Sharding the Hibernate Way
Update: A very nice JavaWorld podcast interview with Google engineer Max Ross on Hibernate Shards. Max defines Hibernate Shards (horizontal partitioning), how it works (pretty well), virtual shards (don't ask), what they need to do in the future (query, replication, operational tools), and how it relates to Google AppEngine (not much).
To scale you are supposed to partition your data. Sounds good, but how do you do it? When you actually sit down to work out all the details it’s not that easy. Hibernate Shards to the rescue! Hibernate shards is: an extension to the core Hibernate product that adds facilities for horizontal partitioning. If you know the core Hibernate API you know the shards API. No learning curve at all. Here is what a few members of the core group had to say about the Hibernate Shards open source project. Although there are some limitations, from the sound of it they are doing useful stuff in the right way and it’s very much worth looking at, especially if you use Hibernate or some other ORM layer.
Information Sources
- Google Developer Podcast Episode Six: The Hibernate Shards Open Source Project. This is the document summarized here.
- Hibernate Shards Project Page
- Hibernate Shards Dev Discussion Group.
- Ryan Barrett’s Scaling on the Cheap presentation. Many of the lessons from here are in Hibernate Shards.
- JavaWorld podcast interview: Sharding with Max Ross - Hibernate Shards - Max Ross is the Google engineer who spends his days working on the Google App Engine data store. On the side he works on Hibernate Shards, another scalability-obsessed project that is open source.
What is Hibernate Shards?
- Shard: splitting up data sets. If data doesn't fit on one machine then split it up into pieces, each piece is called a shard.
- Sharding: the process of splitting up data. For example, putting employees 1-10,000 on shard1 and employees 10,001-20,000 on shard2.
- Sharding is used when you have too much data to fit in one single relational database. If your database has a JDBC adapter that means Hibernate can talk to it and if Hibernate can talk to it that means Hibernate Shards can talk to it.
- Most people don't want to shard because it makes everything complex. But when you have too much data, when you fill your database up, you need another solution, which can be to shard the data across multiple relational databases. The complexity arises because your application has to have the smarts to access multiple databases and that's where Hibernate Shards tries to help.

DATASET EXCERPTS:
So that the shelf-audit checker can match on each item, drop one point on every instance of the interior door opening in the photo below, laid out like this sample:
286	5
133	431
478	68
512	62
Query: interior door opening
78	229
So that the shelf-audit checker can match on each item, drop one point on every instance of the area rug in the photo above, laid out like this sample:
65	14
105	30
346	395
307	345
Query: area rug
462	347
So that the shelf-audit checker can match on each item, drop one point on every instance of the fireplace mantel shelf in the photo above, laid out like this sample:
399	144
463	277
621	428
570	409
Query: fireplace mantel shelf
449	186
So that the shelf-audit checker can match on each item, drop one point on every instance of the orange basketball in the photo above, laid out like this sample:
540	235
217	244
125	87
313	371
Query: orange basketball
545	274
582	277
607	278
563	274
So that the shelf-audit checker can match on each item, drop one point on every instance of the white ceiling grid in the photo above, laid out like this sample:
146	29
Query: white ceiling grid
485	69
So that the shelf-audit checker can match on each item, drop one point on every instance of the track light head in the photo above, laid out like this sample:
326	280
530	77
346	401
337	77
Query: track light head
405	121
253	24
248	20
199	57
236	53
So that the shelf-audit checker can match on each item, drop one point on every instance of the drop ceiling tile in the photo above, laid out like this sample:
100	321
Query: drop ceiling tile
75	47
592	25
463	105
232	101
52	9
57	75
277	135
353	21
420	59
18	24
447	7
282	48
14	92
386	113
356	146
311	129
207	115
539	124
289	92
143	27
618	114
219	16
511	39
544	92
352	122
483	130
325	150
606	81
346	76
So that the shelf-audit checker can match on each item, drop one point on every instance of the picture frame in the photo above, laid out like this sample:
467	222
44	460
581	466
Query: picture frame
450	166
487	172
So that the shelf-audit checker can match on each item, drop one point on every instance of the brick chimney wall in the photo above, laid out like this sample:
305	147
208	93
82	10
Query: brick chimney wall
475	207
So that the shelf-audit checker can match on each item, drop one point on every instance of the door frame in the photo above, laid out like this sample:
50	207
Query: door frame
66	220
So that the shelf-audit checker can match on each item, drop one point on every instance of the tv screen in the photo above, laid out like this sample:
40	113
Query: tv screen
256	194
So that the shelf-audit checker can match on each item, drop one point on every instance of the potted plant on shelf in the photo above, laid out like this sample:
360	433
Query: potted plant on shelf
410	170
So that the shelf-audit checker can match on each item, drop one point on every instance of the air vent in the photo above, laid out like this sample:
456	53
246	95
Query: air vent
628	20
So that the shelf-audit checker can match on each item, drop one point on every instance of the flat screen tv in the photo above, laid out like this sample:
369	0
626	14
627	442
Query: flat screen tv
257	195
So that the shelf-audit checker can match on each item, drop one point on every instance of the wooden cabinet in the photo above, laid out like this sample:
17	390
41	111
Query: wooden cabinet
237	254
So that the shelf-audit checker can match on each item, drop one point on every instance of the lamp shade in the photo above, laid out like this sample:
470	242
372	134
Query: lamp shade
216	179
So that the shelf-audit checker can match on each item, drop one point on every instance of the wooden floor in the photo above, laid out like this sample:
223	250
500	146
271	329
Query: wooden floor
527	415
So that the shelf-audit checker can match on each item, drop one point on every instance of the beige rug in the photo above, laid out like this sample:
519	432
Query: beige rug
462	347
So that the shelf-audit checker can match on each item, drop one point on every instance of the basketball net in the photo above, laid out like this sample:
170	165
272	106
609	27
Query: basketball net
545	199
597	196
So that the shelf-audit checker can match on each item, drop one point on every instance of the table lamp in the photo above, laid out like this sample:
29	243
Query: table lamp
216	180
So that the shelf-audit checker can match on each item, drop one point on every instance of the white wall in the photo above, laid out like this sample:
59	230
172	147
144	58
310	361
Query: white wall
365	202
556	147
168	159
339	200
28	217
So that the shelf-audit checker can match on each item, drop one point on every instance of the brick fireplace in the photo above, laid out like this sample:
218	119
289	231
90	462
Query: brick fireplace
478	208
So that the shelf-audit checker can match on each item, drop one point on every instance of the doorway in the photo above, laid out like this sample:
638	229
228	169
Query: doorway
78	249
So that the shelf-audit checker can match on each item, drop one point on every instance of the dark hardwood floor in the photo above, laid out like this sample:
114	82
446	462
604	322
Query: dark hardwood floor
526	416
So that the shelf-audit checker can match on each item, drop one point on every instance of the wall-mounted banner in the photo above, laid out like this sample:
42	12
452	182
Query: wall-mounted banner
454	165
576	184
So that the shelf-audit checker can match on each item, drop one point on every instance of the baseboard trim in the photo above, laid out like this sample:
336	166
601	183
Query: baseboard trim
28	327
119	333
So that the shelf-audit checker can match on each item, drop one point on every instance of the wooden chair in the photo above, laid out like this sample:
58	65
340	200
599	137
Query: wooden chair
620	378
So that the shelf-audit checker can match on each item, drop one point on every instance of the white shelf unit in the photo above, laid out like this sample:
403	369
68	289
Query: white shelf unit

INSTRUCTION 1: From the Hibernate Shards text, list every source named under "Information Sources."
INSTRUCTION 2: Write the next part of the Hibernate Shards text, picking up after its final bullet about where the complexity of sharding comes from.

EXERCISE RESULT 1:
- Google Developer Podcast Episode Six: The Hibernate Shards Open Source Project
- Hibernate Shards Project Page
- Hibernate Shards Dev Discussion Group
- Ryan Barrett's Scaling on the Cheap presentation
- JavaWorld podcast interview: Sharding with Max Ross - Hibernate Shards

EXERCISE RESULT 2:
- Structure of the data is identical from server to server. The same schema is used across all databases (MySQL, etc).
- Hibernate was chosen because it's a good ORM tool used internally at Google, but to Google Scale (really really big), sharding needed to be added because Hibernate didn’t support that sort of scale out of the box.
- The learning curve for a Hibernate user is zero because the Hibernate API is the same. The shard implementation hasn’t violated the API (yet). Sharded versions of Session, Critieria, and Factory are available so the programmer doesn't need to change code. Query isn't implemented yet because features like aggregation and grouping are very difficult to implement across databases.
- How does it compare to MySQL's horizontal partitioning? Shards is for situations where you have too much data to fit in a single database. MySQL partitioning may allow you to delay when you need to shard, but it is still a single database and you’ll eventually run into limits.
Schema Design for Shards
- When sharding you have to consider the general issues of distributed data design for high data volumes. These aren’t Hibernate Shards specific issues, but are general to the problem space.
- Schema design is the most important of the sharding process and you’ll have to do that up front.
- You need to pick a dimension, a root level entity, that is easily sharded. Users and customers are common examples.
- Accept the fact that those entities and all the entities that hang off those entities will be stored in separate physical spaces. Querying across different shards will be difficult. As will management and just about anything else you take for granted.
- Control over how data are distributed is determined by a pluggable strategies layer.
- Plan for the future by picking a strategy that will last you a long time. Repartitioning/resharding the data is operationally very difficult. No management tools for this yet.
- Build simpler models that don't contain as many relationships because you don't have cross shard relationships. Your objects graphs should be contained on one shard as much as possible.
- Lots of lots of objects pointing to each other may not be a good candidate for sharding.
- Because the shards design doesn’t modify Hibernate core, you can design using shards from the start, even though you only have one database. Then when you need to start scaling it will be easier to grow.
- Existing systems with shardable tables shouldn’t take very long to get up and running.
- Policy decisions can drive sharding. For example, let's say customers don't want their data intermingling, so each customer would get their own database. In this case the application would shard on the customer as a matter of policy, not simply scaling concerns.
The Sharding Code’s Relationship to Hibernate
- Hibernate Shards encapsulates knowledge of all the shards. This knowledge is not in the database or the application. It's at the Hibernate persistence layer which provides a unified view of all the databases so the application doesn't have to know.
- Shards doesn't have full support for Hibernate’s query interface. Hibernate has a criteria or a query interface. Criteria interface is robust, but not good for JPA (Java persistence API), which is query based.
- Sharding should work across all databases Hibernate works on since shards is a layer on top of Hibernate core beneath the standard Hibernate interfaces. Programmers aren’t aware of it.
- What they are doing is figuring out how to do standard things like save objects, update, and query objects across multiple databases using standard Hibernate interfaces. If Hibernate can talk to it they can talk to it.
- A sharded session is used to contain Hibernate’s sessions so Hibernate capabilities are preserved.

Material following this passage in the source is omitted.